Idents(seu)=cluster_info$cluster[match(colnames(seu), cluster_info$cell_id)]
Idents(seu) = factor(Idents(seu), levels = cluster_names)
seu$sample = cluster_info$sample[match(colnames(seu), cluster_info$cell_id)]

There are 162,033, 154,654, and 158,047 cells in replicates 1, 2, and 3 respectively. The relative cluster proportions are consistent across all three replicates. Clusters c1, c2, and c3 are the largest, together accounting for over 70% of all cells in each replicate. In contrast, smaller clusters such as c8 and c9 contian only around 1.2%-1.5% of total cells.

sum_df = cluster_info[,c("cluster", "cell_id","sample"),drop=FALSE] %>% 
    group_by(cluster, sample) %>% dplyr::count()

ggplot(sum_df, aes(x = cluster, y = n, fill=sample)) +
  geom_bar(stat="identity", position=position_dodge()) +
  scale_y_continuous(expand = c(0,10), limits = c(0, 1.1*max(sum_df$n)))+
  labs(title = " ", x = "cluster", y = "number of cells", fill=" ") +
  theme_bw()+
   theme(legend.position = "top",
         axis.text= element_text(size=12),
         axis.title.y = element_text(size=12),
         axis.title.x = element_blank(),
         legend.text = element_text(size=12),
         strip.text = element_text(size = rel(1))
         )

Cluster visualisation

Whole-sample view of every mouse brain replicate, colored by cluster. The tissue architecture is well preserved, with major brain structures clearly visible.

p1<- ggplot(data = cluster_info,aes(x = x, y = y, color=cluster))+
        geom_point(size=0.001, alpha=0.4)+
        facet_wrap(~sample, ncol=3)+
        scale_x_reverse()+
        theme_classic()+
        guides(color=guide_legend(title="", nrow = 1,
        override.aes=list(alpha=1, size=4)))+
        defined_theme + theme(aspect.ratio = fig_ratio,,
                              legend.position = "top", 
                              legend.text = element_text(size=15),
                              strip.background = element_blank(),
                              strip.text = element_text(size = rel(1.2)))

_ACTIONS TO TAKE_
**A.** From the cell cluster text, quote everything between "There are 162,033, 154,654, and" and "of total cells.", inclusive.
**B.** Translate this sentence from the cell cluster text into Spanish: "The tissue architecture is well preserved, with major brain structures clearly visible."

(Phrase-grounding data)
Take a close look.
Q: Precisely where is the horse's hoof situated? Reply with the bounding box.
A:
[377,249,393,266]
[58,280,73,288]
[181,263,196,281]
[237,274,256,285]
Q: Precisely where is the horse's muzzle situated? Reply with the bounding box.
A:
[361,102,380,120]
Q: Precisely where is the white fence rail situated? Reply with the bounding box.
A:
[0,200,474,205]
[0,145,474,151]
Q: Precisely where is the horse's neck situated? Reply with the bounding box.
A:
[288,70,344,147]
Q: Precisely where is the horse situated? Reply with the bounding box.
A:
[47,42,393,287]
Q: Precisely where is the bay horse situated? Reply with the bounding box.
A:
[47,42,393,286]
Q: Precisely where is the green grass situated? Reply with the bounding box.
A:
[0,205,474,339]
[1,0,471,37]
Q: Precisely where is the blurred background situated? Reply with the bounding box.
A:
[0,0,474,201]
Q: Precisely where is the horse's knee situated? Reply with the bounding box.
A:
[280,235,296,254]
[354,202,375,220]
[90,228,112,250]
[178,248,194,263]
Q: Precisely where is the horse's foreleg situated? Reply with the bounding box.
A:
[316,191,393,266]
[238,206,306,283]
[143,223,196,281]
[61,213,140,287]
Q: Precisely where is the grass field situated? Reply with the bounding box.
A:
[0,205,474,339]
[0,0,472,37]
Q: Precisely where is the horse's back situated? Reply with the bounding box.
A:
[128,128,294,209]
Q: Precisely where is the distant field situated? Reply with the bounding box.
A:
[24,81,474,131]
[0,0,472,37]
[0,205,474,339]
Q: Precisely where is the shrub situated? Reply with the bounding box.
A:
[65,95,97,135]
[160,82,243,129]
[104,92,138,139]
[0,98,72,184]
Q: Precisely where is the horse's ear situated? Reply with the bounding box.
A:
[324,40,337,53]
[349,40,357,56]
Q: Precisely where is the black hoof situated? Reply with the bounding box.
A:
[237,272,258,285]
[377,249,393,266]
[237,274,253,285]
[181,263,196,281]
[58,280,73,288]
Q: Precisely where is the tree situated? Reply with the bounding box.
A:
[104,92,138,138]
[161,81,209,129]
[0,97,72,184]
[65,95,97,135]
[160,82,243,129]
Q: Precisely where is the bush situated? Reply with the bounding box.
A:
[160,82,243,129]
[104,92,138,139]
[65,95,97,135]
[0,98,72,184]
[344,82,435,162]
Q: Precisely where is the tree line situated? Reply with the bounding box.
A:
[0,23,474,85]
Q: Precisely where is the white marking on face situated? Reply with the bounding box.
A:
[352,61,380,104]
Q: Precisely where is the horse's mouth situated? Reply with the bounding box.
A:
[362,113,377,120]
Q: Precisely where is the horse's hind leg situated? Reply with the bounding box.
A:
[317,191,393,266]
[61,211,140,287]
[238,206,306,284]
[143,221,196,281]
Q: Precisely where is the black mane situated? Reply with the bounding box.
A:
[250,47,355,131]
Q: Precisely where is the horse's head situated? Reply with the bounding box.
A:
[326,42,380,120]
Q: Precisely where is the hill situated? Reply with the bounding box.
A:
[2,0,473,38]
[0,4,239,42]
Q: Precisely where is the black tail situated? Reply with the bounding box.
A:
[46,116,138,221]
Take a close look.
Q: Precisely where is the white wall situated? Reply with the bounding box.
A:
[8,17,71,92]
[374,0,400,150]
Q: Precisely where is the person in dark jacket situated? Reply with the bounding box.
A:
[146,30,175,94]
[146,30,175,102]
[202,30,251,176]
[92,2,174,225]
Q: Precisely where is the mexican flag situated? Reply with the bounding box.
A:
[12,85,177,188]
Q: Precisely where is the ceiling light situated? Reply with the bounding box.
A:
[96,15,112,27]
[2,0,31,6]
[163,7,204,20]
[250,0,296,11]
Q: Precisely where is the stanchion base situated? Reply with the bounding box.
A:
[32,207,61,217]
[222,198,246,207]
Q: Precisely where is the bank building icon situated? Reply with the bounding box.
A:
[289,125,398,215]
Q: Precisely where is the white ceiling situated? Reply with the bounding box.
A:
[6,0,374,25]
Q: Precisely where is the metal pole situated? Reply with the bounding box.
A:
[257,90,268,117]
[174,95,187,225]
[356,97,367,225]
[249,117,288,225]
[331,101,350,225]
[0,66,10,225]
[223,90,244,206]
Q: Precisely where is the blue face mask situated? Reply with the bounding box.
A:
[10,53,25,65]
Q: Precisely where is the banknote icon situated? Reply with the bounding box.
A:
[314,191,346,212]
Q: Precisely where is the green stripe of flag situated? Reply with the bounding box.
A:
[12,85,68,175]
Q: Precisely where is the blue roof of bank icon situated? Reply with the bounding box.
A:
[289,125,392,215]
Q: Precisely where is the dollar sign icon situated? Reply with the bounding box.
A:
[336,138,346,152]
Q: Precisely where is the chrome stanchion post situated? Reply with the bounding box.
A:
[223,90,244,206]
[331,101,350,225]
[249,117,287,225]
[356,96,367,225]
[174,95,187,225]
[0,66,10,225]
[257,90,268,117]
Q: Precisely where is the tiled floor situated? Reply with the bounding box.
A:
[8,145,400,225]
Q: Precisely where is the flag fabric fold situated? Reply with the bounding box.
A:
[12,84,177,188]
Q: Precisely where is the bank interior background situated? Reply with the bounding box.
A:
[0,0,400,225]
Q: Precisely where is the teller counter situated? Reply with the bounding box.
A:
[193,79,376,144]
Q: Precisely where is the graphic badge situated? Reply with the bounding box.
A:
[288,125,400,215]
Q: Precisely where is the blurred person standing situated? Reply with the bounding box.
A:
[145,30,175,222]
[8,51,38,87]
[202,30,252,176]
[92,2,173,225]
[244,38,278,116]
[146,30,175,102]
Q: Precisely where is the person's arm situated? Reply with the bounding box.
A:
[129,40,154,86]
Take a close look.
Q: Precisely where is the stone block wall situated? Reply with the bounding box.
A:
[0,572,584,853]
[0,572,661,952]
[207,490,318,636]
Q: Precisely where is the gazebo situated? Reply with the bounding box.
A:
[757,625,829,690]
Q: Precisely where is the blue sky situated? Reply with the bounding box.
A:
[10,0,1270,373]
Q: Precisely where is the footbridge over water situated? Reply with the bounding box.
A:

_SOLUTIONS_
**A.**
There are 162,033, 154,654, and 158,047 cells in replicates 1, 2, and 3 respectively. The relative cluster proportions are consistent across all three replicates. Clusters c1, c2, and c3 are the largest, together accounting for over 70% of all cells in each replicate. In contrast, smaller clusters such as c8 and c9 contian only around 1.2%-1.5% of total cells.

**B.** La arquitectura del tejido está bien conservada y las principales estructuras cerebrales se ven con claridad.